----- Dataset rows -----

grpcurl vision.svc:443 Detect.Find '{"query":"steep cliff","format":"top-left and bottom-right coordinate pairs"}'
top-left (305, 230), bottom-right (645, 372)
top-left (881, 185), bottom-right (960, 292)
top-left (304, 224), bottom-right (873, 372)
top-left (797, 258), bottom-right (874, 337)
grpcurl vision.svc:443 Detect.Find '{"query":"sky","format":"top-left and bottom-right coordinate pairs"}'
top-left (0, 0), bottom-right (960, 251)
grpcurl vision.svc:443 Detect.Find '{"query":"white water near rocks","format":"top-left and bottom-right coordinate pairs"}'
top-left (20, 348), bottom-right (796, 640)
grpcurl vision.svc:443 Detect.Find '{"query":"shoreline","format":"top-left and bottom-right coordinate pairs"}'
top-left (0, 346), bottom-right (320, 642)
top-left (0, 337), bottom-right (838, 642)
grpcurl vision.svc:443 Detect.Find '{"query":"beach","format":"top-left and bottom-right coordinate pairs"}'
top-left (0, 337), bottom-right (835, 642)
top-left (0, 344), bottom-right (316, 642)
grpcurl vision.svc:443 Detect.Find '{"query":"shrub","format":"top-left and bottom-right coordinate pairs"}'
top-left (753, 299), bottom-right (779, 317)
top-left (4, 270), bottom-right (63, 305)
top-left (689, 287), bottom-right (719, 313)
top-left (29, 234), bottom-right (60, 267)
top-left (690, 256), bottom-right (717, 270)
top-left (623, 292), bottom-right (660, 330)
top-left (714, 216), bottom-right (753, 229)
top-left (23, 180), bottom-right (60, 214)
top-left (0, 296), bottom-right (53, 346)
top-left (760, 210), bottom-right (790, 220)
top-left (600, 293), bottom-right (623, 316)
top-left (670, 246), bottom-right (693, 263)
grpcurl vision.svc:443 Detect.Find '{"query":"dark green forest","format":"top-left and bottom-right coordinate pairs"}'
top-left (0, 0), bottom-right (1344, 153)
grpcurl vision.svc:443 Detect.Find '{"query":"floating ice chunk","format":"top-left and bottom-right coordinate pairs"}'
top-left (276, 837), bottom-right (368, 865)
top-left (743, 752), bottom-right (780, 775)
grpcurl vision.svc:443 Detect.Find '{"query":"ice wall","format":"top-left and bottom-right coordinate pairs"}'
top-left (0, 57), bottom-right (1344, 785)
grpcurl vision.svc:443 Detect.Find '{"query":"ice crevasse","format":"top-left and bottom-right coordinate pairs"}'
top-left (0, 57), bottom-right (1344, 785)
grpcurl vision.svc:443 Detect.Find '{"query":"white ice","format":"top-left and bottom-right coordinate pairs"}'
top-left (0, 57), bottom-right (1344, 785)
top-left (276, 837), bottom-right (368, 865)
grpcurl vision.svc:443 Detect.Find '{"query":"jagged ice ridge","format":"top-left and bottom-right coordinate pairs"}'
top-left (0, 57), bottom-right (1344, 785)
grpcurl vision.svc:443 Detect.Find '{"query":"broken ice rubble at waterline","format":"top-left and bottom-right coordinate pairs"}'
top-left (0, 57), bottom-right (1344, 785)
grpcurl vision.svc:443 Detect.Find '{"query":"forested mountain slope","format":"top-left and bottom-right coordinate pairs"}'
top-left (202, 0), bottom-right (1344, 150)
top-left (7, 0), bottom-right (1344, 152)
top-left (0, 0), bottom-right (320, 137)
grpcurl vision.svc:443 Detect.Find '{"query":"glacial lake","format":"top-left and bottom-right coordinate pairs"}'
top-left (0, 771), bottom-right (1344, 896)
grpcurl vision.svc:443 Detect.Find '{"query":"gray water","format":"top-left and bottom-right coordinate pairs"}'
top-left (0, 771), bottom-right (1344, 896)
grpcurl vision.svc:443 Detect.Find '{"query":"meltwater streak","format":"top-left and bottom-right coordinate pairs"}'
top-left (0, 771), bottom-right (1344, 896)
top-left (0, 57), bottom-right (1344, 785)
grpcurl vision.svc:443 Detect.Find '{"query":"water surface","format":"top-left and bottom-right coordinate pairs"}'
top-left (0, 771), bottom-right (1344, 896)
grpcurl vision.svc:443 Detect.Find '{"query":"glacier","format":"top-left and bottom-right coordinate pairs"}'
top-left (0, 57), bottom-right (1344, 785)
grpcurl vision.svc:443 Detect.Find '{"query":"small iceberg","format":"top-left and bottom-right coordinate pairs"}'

-----

[Exercise task]
Rewrite the data above, replacing "Detect.Find" with "Detect.Locate" everywhere it occurs and leaving everything else unchanged.

[Task result]
grpcurl vision.svc:443 Detect.Locate '{"query":"steep cliff","format":"top-left and bottom-right coordinate pairs"}'
top-left (305, 230), bottom-right (645, 372)
top-left (881, 185), bottom-right (960, 292)
top-left (304, 224), bottom-right (873, 372)
top-left (797, 258), bottom-right (874, 337)
grpcurl vision.svc:443 Detect.Locate '{"query":"sky","format":"top-left and bottom-right coordinate pairs"}'
top-left (0, 0), bottom-right (960, 251)
grpcurl vision.svc:443 Detect.Locate '{"query":"white water near rocks","format":"top-left and bottom-right coordinate pairs"}'
top-left (20, 348), bottom-right (796, 640)
grpcurl vision.svc:443 Detect.Locate '{"query":"shoreline","format":"top-left and bottom-right coordinate pairs"}'
top-left (0, 346), bottom-right (320, 642)
top-left (0, 337), bottom-right (838, 642)
grpcurl vision.svc:443 Detect.Locate '{"query":"beach","format":"top-left and bottom-right coordinate pairs"}'
top-left (0, 337), bottom-right (835, 642)
top-left (0, 344), bottom-right (316, 642)
grpcurl vision.svc:443 Detect.Locate '{"query":"shrub","format":"top-left and bottom-right coordinate pairs"}'
top-left (753, 299), bottom-right (779, 317)
top-left (4, 270), bottom-right (63, 305)
top-left (689, 287), bottom-right (719, 313)
top-left (29, 234), bottom-right (60, 267)
top-left (690, 256), bottom-right (717, 270)
top-left (623, 292), bottom-right (660, 330)
top-left (714, 216), bottom-right (753, 229)
top-left (23, 180), bottom-right (60, 214)
top-left (0, 296), bottom-right (53, 346)
top-left (760, 210), bottom-right (790, 220)
top-left (600, 293), bottom-right (623, 316)
top-left (670, 246), bottom-right (693, 263)
grpcurl vision.svc:443 Detect.Locate '{"query":"dark green forest","format":"top-left and bottom-right coordinate pairs"}'
top-left (0, 0), bottom-right (1344, 153)
grpcurl vision.svc:443 Detect.Locate '{"query":"floating ice chunk","format":"top-left and bottom-right coordinate pairs"}'
top-left (276, 837), bottom-right (368, 865)
top-left (743, 752), bottom-right (780, 775)
grpcurl vision.svc:443 Detect.Locate '{"query":"ice wall","format":"top-left and bottom-right coordinate pairs"}'
top-left (0, 57), bottom-right (1344, 785)
grpcurl vision.svc:443 Detect.Locate '{"query":"ice crevasse","format":"top-left and bottom-right coordinate pairs"}'
top-left (0, 57), bottom-right (1344, 785)
grpcurl vision.svc:443 Detect.Locate '{"query":"white ice","format":"top-left and bottom-right coordinate pairs"}'
top-left (0, 57), bottom-right (1344, 785)
top-left (276, 837), bottom-right (368, 865)
grpcurl vision.svc:443 Detect.Locate '{"query":"jagged ice ridge","format":"top-left and bottom-right coordinate pairs"}'
top-left (0, 57), bottom-right (1344, 785)
grpcurl vision.svc:443 Detect.Locate '{"query":"broken ice rubble at waterline","format":"top-left and bottom-right coordinate pairs"}'
top-left (0, 57), bottom-right (1344, 785)
grpcurl vision.svc:443 Detect.Locate '{"query":"forested mountain slope","format":"top-left and bottom-right coordinate pairs"}'
top-left (202, 0), bottom-right (1344, 150)
top-left (7, 0), bottom-right (1344, 152)
top-left (0, 0), bottom-right (320, 137)
grpcurl vision.svc:443 Detect.Locate '{"query":"glacial lake","format":"top-left and bottom-right coordinate pairs"}'
top-left (0, 771), bottom-right (1344, 896)
grpcurl vision.svc:443 Detect.Locate '{"query":"gray water","format":"top-left and bottom-right coordinate pairs"}'
top-left (0, 771), bottom-right (1344, 896)
grpcurl vision.svc:443 Detect.Locate '{"query":"meltwater streak","format":"top-left and bottom-right coordinate pairs"}'
top-left (0, 771), bottom-right (1344, 896)
top-left (0, 57), bottom-right (1344, 785)
grpcurl vision.svc:443 Detect.Locate '{"query":"water surface","format":"top-left and bottom-right coordinate pairs"}'
top-left (0, 771), bottom-right (1344, 896)
grpcurl vision.svc:443 Detect.Locate '{"query":"glacier","format":"top-left and bottom-right coordinate pairs"}'
top-left (0, 57), bottom-right (1344, 785)
grpcurl vision.svc:443 Detect.Locate '{"query":"small iceberg","format":"top-left and bottom-right coordinate pairs"}'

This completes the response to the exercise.